### [EXCERPT TO READ]
Described as combining Carter’s scorching psychedelia with Swanson’s intentionally simple melodic playing, Vent really does sound like two distinct players working towards one abstract goal. On the surface, it’s a long way from psychedelic rock in the traditional sense but the dedication to tattered droning sounds often manifests an atmosphere reminiscent of the Eastern ragas that have influenced so much of modern psychedelia. The duo layer distorted, echoing guitars on top of each other, weaving patterns through the noise. Where one will contort itself into noise, the other will offer a glimmer of light. They trade these roles throughout, reaching a triumphant climax on the closing track, giving in – or reaching through – to the heavenly transcendence hinted at in snatches throughout the record.

### [RECORDS PROVIDED]
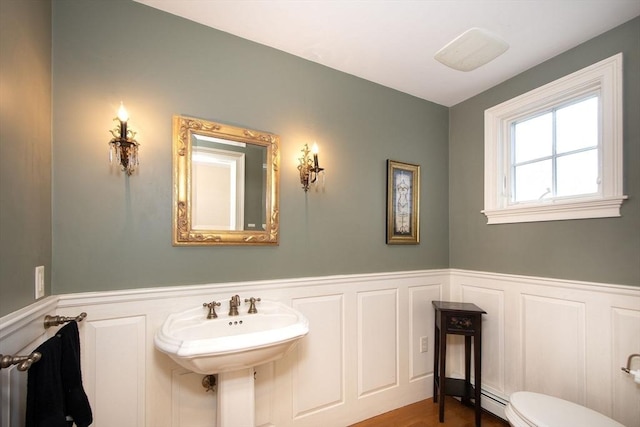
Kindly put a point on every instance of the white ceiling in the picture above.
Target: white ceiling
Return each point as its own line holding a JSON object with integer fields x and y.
{"x": 392, "y": 42}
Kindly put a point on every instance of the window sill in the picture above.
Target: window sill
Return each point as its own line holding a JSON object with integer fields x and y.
{"x": 557, "y": 211}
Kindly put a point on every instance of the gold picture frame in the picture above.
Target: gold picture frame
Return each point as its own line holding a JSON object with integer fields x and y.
{"x": 403, "y": 203}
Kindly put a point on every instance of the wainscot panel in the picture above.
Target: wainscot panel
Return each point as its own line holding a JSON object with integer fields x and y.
{"x": 563, "y": 338}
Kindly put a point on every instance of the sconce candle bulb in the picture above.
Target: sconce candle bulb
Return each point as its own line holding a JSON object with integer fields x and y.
{"x": 123, "y": 145}
{"x": 123, "y": 116}
{"x": 308, "y": 167}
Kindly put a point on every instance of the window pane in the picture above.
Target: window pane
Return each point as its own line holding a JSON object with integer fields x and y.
{"x": 532, "y": 181}
{"x": 578, "y": 173}
{"x": 577, "y": 126}
{"x": 533, "y": 138}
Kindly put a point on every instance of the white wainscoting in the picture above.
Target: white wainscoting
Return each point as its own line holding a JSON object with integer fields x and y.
{"x": 563, "y": 338}
{"x": 362, "y": 356}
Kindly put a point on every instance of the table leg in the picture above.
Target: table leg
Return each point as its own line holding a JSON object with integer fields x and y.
{"x": 442, "y": 373}
{"x": 477, "y": 362}
{"x": 436, "y": 355}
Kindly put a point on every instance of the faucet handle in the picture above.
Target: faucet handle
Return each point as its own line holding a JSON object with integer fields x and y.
{"x": 252, "y": 306}
{"x": 212, "y": 309}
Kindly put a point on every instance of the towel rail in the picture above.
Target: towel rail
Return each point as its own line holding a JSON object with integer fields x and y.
{"x": 59, "y": 320}
{"x": 23, "y": 362}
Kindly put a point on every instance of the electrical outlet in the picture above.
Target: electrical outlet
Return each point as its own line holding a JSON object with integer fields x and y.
{"x": 424, "y": 344}
{"x": 39, "y": 282}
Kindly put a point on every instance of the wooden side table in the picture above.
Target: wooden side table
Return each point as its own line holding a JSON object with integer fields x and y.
{"x": 457, "y": 318}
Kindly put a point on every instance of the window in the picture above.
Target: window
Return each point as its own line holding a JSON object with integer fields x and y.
{"x": 555, "y": 153}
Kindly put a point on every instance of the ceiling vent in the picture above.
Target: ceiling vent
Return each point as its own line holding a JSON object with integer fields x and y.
{"x": 471, "y": 49}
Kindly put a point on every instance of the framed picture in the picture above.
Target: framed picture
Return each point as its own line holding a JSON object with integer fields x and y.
{"x": 403, "y": 203}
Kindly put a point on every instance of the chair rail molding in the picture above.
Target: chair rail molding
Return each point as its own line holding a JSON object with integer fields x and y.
{"x": 334, "y": 377}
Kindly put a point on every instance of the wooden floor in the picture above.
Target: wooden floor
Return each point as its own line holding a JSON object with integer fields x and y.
{"x": 425, "y": 414}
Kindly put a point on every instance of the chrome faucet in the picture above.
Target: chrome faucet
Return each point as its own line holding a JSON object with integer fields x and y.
{"x": 234, "y": 302}
{"x": 212, "y": 309}
{"x": 252, "y": 304}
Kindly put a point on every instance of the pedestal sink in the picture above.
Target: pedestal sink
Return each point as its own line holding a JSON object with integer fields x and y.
{"x": 231, "y": 346}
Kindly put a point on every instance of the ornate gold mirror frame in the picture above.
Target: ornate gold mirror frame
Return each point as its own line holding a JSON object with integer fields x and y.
{"x": 187, "y": 132}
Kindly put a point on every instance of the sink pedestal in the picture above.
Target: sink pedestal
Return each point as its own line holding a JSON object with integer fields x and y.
{"x": 236, "y": 398}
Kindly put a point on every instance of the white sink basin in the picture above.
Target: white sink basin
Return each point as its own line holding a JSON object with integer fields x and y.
{"x": 228, "y": 343}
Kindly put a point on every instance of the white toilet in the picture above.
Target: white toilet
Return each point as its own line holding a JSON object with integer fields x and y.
{"x": 528, "y": 409}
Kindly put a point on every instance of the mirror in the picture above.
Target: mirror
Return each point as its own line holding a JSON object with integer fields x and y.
{"x": 225, "y": 184}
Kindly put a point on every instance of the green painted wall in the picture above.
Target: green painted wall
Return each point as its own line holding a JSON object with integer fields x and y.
{"x": 25, "y": 149}
{"x": 113, "y": 232}
{"x": 600, "y": 250}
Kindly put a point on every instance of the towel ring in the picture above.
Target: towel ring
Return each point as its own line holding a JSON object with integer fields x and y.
{"x": 59, "y": 320}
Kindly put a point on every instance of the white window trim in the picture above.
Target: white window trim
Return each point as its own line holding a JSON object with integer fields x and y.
{"x": 605, "y": 76}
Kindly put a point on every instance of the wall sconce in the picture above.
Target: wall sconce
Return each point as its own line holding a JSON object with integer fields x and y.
{"x": 308, "y": 167}
{"x": 123, "y": 148}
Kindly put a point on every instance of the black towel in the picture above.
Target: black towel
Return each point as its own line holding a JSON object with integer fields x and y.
{"x": 54, "y": 386}
{"x": 45, "y": 404}
{"x": 75, "y": 399}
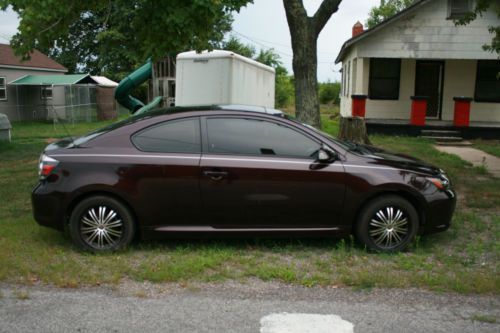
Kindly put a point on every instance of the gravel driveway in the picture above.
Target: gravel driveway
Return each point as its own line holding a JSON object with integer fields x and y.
{"x": 234, "y": 307}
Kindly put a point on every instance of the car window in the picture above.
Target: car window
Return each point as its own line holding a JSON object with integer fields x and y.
{"x": 241, "y": 136}
{"x": 177, "y": 136}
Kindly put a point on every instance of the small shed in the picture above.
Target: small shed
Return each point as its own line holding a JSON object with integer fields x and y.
{"x": 105, "y": 99}
{"x": 5, "y": 128}
{"x": 52, "y": 97}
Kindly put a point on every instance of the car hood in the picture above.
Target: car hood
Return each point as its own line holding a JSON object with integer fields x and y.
{"x": 403, "y": 161}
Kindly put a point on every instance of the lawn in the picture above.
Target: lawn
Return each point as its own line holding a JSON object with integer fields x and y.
{"x": 463, "y": 259}
{"x": 490, "y": 146}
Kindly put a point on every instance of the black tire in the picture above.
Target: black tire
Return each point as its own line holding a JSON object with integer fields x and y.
{"x": 100, "y": 224}
{"x": 387, "y": 224}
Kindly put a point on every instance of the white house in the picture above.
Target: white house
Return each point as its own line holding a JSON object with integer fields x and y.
{"x": 421, "y": 52}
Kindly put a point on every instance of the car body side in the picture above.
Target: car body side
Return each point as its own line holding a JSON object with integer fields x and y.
{"x": 167, "y": 189}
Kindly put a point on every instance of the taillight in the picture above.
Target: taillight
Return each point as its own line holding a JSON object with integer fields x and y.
{"x": 46, "y": 166}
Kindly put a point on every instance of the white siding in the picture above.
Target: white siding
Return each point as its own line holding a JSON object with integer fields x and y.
{"x": 393, "y": 109}
{"x": 460, "y": 80}
{"x": 426, "y": 33}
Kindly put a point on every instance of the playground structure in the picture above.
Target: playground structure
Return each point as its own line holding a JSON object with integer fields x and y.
{"x": 215, "y": 77}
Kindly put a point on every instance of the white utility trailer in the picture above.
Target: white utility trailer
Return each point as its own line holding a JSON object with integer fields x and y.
{"x": 222, "y": 77}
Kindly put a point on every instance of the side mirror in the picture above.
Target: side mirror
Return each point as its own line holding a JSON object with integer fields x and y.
{"x": 326, "y": 155}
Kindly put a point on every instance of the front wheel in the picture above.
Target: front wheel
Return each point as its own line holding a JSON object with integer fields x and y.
{"x": 101, "y": 223}
{"x": 387, "y": 224}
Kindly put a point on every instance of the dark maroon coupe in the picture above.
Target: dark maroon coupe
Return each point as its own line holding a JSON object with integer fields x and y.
{"x": 232, "y": 170}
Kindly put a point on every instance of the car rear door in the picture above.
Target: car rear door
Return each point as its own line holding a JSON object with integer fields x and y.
{"x": 256, "y": 173}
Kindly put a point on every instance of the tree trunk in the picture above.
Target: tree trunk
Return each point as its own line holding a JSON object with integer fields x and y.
{"x": 304, "y": 31}
{"x": 305, "y": 69}
{"x": 353, "y": 129}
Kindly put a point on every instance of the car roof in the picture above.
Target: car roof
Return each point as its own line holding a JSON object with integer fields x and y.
{"x": 214, "y": 107}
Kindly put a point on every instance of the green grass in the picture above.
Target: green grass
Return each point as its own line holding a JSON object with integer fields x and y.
{"x": 463, "y": 259}
{"x": 490, "y": 146}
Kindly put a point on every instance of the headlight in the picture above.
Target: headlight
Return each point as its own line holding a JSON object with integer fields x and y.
{"x": 442, "y": 182}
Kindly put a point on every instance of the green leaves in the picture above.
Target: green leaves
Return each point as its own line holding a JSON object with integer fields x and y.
{"x": 102, "y": 36}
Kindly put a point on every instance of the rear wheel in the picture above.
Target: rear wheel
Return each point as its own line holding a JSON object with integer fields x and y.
{"x": 387, "y": 224}
{"x": 101, "y": 223}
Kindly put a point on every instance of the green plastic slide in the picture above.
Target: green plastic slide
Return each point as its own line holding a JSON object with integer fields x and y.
{"x": 140, "y": 75}
{"x": 154, "y": 103}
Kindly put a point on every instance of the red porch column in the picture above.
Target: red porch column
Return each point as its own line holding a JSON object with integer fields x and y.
{"x": 418, "y": 110}
{"x": 358, "y": 105}
{"x": 461, "y": 117}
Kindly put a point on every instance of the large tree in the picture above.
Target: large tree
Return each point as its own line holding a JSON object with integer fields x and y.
{"x": 112, "y": 36}
{"x": 304, "y": 31}
{"x": 284, "y": 83}
{"x": 481, "y": 7}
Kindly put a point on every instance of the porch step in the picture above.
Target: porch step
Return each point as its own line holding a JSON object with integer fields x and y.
{"x": 454, "y": 144}
{"x": 435, "y": 133}
{"x": 443, "y": 138}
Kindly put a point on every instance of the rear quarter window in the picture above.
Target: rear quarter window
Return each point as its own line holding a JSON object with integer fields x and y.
{"x": 175, "y": 136}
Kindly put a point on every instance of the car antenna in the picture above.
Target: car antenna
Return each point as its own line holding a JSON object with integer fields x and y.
{"x": 64, "y": 126}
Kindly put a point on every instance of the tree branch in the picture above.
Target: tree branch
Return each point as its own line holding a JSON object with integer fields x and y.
{"x": 323, "y": 14}
{"x": 294, "y": 11}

### [WHAT IS ASKED]
**1.** In the review of Vent, reproduce the passage from "Described as combining" up to and including "throughout the record.".
**2.** According to the review of Vent, what does the duo layer on top of each other?
**3.** Summarize the review of Vent in two sentences.

### [THE REPLIES]
**1.**
Described as combining Carter’s scorching psychedelia with Swanson’s intentionally simple melodic playing, Vent really does sound like two distinct players working towards one abstract goal. On the surface, it’s a long way from psychedelic rock in the traditional sense but the dedication to tattered droning sounds often manifests an atmosphere reminiscent of the Eastern ragas that have influenced so much of modern psychedelia. The duo layer distorted, echoing guitars on top of each other, weaving patterns through the noise. Where one will contort itself into noise, the other will offer a glimmer of light. They trade these roles throughout, reaching a triumphant climax on the closing track, giving in – or reaching through – to the heavenly transcendence hinted at in snatches throughout the record.

**2.** Distorted, echoing guitars.

**3.** Vent combines Carter's scorching psychedelia with Swanson's intentionally simple melodic playing, layering distorted, echoing guitars whose droning often recalls the Eastern ragas behind much modern psychedelia. The two players trade roles between noise and a glimmer of light throughout, reaching a triumphant climax on the closing track.